→ **Study text**:
# # # # #

The problem with that is the US would be lambasted for racial profiling. Who do you select to be put on this 'restrictive list' - Muslims, Inidians, Saudis, Pakistanis, Nigerians, Sudanese? Wasn't it some middle class white boy that tried to blow up that Dallas HiRise a couple months ago? The US has procedures in place to determine which foreigners can temporarily enter this country. If anything, they need to scrutinize the VISA process. They hand those out like candy to all these Pakistanis and Indians so they can come over here an take American jobs. If you want to start restricting someone, restrict them.

# # # # #

→ **Referring expression pointing data**:

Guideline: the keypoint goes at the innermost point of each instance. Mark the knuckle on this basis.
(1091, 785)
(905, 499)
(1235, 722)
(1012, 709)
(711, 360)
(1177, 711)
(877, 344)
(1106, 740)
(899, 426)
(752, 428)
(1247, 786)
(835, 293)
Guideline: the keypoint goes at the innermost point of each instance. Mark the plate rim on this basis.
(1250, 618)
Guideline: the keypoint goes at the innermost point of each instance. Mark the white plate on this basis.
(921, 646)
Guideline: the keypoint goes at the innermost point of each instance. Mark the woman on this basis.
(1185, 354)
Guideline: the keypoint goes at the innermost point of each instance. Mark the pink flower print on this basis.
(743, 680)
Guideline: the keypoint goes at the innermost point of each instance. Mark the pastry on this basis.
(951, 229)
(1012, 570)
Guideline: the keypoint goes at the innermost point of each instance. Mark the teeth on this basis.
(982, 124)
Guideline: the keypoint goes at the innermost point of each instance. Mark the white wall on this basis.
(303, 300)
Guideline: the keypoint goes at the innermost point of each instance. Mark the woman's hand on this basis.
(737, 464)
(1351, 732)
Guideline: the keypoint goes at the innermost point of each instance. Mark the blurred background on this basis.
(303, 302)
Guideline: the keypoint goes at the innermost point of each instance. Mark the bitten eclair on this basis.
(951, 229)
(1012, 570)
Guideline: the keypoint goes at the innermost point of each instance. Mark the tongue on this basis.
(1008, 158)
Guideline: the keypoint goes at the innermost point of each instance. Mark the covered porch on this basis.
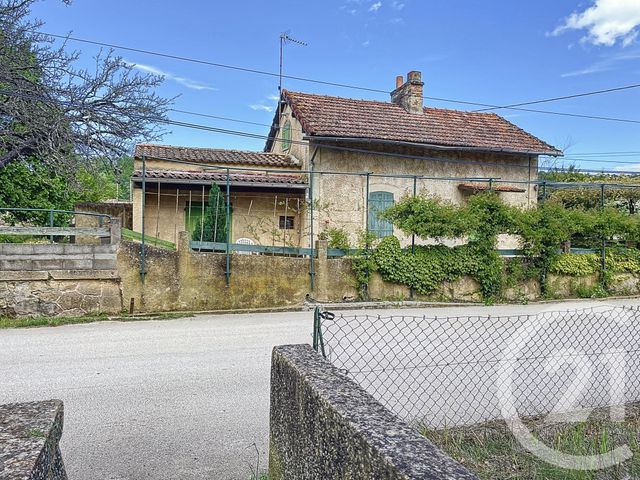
(264, 208)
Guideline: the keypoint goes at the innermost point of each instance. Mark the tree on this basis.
(213, 226)
(62, 115)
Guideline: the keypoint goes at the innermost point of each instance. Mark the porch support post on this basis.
(144, 195)
(413, 235)
(228, 259)
(312, 271)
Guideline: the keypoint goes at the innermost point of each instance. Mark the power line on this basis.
(329, 147)
(565, 97)
(487, 106)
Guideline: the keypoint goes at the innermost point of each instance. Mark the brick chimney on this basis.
(409, 94)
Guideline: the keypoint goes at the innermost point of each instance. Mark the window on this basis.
(286, 223)
(379, 202)
(286, 136)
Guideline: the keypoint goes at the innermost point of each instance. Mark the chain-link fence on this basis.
(440, 372)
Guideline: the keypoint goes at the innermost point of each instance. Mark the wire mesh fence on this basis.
(441, 372)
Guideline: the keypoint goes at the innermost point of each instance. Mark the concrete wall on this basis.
(324, 426)
(192, 281)
(188, 280)
(60, 279)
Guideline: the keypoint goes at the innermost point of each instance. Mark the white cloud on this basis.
(261, 107)
(606, 21)
(633, 167)
(606, 64)
(184, 81)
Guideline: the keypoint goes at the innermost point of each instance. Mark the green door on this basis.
(379, 202)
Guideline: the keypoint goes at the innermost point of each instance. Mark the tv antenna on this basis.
(285, 38)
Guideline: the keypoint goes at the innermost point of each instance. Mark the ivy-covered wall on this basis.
(542, 271)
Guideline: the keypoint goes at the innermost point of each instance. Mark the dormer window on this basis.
(286, 136)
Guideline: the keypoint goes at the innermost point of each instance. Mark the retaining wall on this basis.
(325, 426)
(60, 279)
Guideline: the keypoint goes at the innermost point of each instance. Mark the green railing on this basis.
(50, 229)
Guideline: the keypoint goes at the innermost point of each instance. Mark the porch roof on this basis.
(497, 187)
(252, 179)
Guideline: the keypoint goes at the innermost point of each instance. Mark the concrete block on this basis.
(16, 248)
(322, 421)
(83, 264)
(47, 264)
(84, 274)
(17, 276)
(106, 264)
(76, 249)
(104, 256)
(16, 265)
(48, 249)
(99, 249)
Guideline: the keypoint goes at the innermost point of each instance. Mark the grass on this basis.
(491, 451)
(156, 242)
(27, 322)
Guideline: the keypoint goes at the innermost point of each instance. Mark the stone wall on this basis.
(60, 279)
(324, 426)
(192, 281)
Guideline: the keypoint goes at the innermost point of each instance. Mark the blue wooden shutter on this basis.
(378, 202)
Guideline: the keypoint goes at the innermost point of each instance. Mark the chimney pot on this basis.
(409, 94)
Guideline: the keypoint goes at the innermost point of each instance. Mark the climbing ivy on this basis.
(542, 230)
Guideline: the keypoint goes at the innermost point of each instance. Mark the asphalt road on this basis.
(175, 399)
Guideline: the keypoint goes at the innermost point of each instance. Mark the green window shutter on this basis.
(286, 136)
(191, 218)
(379, 202)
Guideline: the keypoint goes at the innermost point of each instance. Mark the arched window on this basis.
(286, 136)
(379, 202)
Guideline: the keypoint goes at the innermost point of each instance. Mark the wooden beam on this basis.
(56, 231)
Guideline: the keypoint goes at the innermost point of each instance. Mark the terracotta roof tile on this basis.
(322, 115)
(216, 176)
(214, 156)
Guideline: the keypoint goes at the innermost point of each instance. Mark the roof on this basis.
(325, 116)
(498, 187)
(208, 177)
(214, 156)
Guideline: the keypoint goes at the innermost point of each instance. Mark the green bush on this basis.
(543, 231)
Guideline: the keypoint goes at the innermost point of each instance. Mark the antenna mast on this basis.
(284, 39)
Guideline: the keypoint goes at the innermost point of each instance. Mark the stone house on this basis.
(355, 158)
(405, 147)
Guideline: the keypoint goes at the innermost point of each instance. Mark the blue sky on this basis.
(489, 51)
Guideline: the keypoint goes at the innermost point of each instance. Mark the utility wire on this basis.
(565, 97)
(358, 87)
(296, 142)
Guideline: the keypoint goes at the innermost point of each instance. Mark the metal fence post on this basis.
(51, 224)
(603, 252)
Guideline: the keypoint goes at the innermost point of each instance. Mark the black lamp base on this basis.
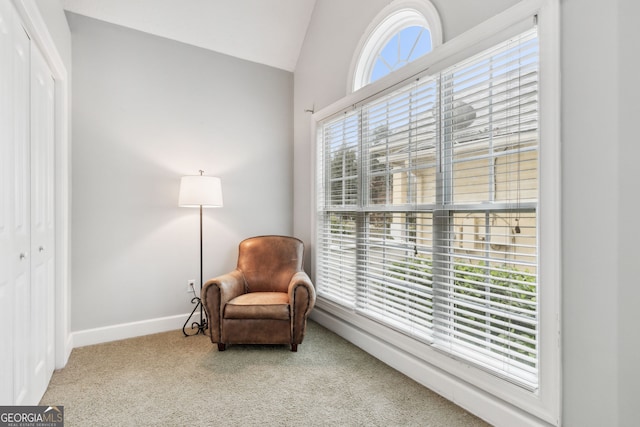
(195, 326)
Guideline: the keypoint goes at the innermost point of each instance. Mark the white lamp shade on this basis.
(200, 190)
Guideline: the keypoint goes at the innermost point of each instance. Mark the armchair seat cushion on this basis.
(258, 305)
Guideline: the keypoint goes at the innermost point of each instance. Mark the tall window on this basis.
(427, 214)
(401, 33)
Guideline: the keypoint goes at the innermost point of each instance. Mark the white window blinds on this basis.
(427, 209)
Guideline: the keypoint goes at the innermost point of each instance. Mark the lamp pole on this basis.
(199, 191)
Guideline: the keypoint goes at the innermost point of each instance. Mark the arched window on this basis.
(402, 32)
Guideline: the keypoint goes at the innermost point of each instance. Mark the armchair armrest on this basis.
(215, 295)
(302, 298)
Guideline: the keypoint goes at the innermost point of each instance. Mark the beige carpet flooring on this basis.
(169, 380)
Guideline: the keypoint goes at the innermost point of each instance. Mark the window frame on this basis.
(494, 394)
(397, 16)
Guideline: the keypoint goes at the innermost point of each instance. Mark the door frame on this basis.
(38, 32)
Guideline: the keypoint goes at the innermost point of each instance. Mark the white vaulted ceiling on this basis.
(269, 32)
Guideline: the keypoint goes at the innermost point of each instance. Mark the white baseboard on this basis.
(127, 330)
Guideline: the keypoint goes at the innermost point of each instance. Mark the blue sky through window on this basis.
(409, 44)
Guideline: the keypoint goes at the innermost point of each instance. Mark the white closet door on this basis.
(42, 225)
(19, 205)
(7, 253)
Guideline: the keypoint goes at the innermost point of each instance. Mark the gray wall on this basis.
(53, 15)
(600, 288)
(147, 110)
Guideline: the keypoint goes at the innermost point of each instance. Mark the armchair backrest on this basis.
(269, 262)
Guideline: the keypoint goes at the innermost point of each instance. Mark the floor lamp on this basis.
(199, 191)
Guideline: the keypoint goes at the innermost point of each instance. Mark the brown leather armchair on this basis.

# # # # #

→ **Problem**:
Extend the comment about restricting entry into the US, beginning right after its last sentence.

→ **Written response**:
Again, everyone is criticizing the US processes for missing this guy. This inicident didn't happen within US borders. The guy came here from a foreign country that LET HIM get on that plane. They supposedly were handed a valid passport and VISA, checked the person on it against this mysterious 'No Fly' list, then let him on the plane. It's already been acknowledged that this database in innacurate, and not kept up properly. But why is that the sole responsibility of the US to upkeep? How can the US guarantee that every nation that allows people to leave thier country by air to enter the US, are even utilizing this database to its full potential? How easy is it to get falsified documents these days? Are agents in Romania fully trained to find flaws and innacuracies in a US Passport document, knowing which one is real, and which one is fake? Is every airport in every nation going to spend the thousands of dollars in upgrading security equipment to detect chemicals like this sewn into someone's underwear? You can't put the entire blame of this incident on our Homeland Security procedures. No matter how strict the US gets with checking people within the US borders, they have no control over how strict foreign countries perform their checks. As sad as this is, this WILL happen again. If not a crazed copycat idiot that has a bone to pick with the US, but there's probably another couple hundred kids just like this Nigerian waiting to get on another plane SOMEWHERE on this planet.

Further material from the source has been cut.